Objective. Reproduce the data below verbatim, beginning with its first line and ending after the line that contains "xmin=0 ymin=0 xmax=425 ymax=189".

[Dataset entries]
Begin

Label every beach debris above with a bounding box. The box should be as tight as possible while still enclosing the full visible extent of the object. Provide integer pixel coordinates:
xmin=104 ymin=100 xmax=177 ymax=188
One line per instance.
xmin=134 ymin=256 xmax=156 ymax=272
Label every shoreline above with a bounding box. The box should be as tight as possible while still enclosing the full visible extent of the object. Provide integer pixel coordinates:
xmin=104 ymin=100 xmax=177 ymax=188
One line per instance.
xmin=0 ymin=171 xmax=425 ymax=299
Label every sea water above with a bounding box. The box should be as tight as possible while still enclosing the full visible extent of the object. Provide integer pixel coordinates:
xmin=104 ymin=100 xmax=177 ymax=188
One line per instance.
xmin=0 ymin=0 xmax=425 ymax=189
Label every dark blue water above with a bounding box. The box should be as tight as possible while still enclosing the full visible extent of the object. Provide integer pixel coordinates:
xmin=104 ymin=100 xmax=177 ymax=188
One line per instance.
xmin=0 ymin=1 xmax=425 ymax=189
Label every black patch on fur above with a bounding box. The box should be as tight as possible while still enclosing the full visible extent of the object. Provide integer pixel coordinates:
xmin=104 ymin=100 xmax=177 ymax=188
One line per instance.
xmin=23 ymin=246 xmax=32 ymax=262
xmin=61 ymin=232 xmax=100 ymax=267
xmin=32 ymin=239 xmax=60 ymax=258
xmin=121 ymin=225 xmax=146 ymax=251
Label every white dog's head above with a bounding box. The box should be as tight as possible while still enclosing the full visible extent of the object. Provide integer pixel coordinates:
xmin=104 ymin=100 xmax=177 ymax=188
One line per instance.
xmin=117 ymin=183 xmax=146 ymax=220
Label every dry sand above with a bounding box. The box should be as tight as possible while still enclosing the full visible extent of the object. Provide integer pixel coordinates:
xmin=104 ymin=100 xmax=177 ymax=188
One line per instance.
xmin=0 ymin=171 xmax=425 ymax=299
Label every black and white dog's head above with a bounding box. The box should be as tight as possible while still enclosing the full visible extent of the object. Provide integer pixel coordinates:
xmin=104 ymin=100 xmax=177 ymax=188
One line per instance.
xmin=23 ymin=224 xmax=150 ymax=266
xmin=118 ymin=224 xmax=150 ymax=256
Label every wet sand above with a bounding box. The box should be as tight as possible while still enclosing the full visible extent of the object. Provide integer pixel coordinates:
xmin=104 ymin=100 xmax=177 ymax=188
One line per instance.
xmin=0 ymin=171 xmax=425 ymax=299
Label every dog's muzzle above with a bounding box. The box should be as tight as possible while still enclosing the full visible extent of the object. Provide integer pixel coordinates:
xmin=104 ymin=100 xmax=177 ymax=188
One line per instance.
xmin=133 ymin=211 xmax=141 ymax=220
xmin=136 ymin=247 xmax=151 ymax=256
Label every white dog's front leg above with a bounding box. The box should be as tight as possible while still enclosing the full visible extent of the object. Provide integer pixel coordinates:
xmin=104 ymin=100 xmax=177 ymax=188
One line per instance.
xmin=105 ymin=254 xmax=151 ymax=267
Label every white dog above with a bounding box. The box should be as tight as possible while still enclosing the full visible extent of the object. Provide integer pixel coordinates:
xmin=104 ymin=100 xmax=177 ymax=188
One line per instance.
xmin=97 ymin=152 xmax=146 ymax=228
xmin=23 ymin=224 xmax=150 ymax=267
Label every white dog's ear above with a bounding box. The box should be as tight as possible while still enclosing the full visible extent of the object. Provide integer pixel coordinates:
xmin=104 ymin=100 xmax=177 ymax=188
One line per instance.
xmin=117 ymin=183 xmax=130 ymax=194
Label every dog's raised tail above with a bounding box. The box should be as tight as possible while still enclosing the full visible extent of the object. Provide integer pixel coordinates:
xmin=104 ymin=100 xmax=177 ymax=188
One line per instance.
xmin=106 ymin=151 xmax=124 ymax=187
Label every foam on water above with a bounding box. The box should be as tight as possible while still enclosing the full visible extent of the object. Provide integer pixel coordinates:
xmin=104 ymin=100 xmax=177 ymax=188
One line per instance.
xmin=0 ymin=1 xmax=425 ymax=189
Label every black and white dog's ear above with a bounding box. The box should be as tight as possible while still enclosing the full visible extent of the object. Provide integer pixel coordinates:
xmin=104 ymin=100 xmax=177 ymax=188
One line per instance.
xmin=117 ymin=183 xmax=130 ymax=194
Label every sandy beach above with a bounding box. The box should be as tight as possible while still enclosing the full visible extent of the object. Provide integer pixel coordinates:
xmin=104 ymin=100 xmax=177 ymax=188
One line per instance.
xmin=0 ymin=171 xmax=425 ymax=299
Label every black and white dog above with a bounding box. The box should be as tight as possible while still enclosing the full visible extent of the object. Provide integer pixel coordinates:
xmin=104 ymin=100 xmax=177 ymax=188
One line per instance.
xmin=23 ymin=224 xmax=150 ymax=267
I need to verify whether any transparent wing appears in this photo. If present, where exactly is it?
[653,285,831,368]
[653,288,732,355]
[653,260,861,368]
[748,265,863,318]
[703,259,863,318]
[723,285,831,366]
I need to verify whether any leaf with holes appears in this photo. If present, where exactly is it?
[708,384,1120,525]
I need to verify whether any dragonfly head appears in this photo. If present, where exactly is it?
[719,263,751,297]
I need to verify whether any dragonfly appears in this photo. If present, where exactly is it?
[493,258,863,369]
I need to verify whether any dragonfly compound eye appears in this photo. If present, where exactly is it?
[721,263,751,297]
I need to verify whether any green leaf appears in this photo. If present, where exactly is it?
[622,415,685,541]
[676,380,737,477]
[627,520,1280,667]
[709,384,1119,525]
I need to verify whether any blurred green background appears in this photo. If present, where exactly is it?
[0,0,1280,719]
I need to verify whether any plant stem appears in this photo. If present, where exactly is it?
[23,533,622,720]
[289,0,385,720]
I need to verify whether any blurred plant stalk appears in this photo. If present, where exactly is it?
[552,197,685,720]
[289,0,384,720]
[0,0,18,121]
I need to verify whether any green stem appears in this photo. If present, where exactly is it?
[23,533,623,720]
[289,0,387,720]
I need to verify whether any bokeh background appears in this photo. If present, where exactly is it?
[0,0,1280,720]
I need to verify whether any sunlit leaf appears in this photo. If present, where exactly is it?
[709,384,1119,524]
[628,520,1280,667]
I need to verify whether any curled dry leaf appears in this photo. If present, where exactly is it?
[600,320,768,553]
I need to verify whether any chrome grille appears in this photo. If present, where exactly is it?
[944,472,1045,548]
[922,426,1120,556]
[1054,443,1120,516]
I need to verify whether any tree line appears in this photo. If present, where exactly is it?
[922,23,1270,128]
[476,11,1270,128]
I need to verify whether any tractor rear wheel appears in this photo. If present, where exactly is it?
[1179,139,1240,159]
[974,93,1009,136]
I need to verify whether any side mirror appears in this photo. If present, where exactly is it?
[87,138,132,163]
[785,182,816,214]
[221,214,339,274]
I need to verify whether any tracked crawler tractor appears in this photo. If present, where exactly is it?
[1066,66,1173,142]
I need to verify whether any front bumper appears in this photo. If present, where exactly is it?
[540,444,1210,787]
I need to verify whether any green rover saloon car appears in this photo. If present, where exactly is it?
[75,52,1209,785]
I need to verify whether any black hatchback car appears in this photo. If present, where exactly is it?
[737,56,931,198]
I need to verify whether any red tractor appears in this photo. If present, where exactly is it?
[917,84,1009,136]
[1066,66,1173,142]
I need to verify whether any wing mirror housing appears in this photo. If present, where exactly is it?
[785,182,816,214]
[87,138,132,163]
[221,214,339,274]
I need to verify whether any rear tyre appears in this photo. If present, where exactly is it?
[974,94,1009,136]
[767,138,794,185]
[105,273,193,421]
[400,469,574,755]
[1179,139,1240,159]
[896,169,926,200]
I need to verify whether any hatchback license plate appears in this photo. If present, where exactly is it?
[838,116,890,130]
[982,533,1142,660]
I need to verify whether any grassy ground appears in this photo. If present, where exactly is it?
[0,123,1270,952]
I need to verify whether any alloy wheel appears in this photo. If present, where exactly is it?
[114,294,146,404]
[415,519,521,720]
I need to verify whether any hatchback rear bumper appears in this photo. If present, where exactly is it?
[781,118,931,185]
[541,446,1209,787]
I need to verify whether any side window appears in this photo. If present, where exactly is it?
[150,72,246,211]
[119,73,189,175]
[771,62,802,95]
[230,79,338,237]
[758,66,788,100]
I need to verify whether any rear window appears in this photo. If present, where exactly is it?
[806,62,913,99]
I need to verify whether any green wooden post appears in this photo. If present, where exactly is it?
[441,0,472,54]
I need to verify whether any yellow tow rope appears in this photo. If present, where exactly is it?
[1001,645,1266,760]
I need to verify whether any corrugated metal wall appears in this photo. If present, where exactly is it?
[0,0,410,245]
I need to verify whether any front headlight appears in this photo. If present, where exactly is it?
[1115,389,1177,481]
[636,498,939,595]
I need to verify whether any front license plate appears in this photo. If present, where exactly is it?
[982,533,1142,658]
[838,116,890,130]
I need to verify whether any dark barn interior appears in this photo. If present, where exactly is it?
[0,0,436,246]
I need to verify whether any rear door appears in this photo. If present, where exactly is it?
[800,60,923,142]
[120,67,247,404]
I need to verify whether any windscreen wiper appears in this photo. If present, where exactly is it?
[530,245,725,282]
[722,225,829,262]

End

Right answer.
Label every beach debris above with a bounding box. The box should be as tight as possible while still enclosing the full visible extent of the object. Provide integer pixel coordinates:
xmin=104 ymin=100 xmax=177 ymax=188
One line per instance.
xmin=134 ymin=256 xmax=156 ymax=272
Label every shoreline above with a bounding box. The box should be as tight as possible while still enclosing the full visible extent of the object. Provide integer pixel coordinates:
xmin=104 ymin=100 xmax=177 ymax=188
One line per instance.
xmin=0 ymin=171 xmax=425 ymax=299
Label every sea water above with a bounding box. The box should be as tight as possible while still enclosing the full visible extent of the object. Provide integer pixel coordinates:
xmin=104 ymin=100 xmax=177 ymax=188
One line per instance.
xmin=0 ymin=0 xmax=425 ymax=189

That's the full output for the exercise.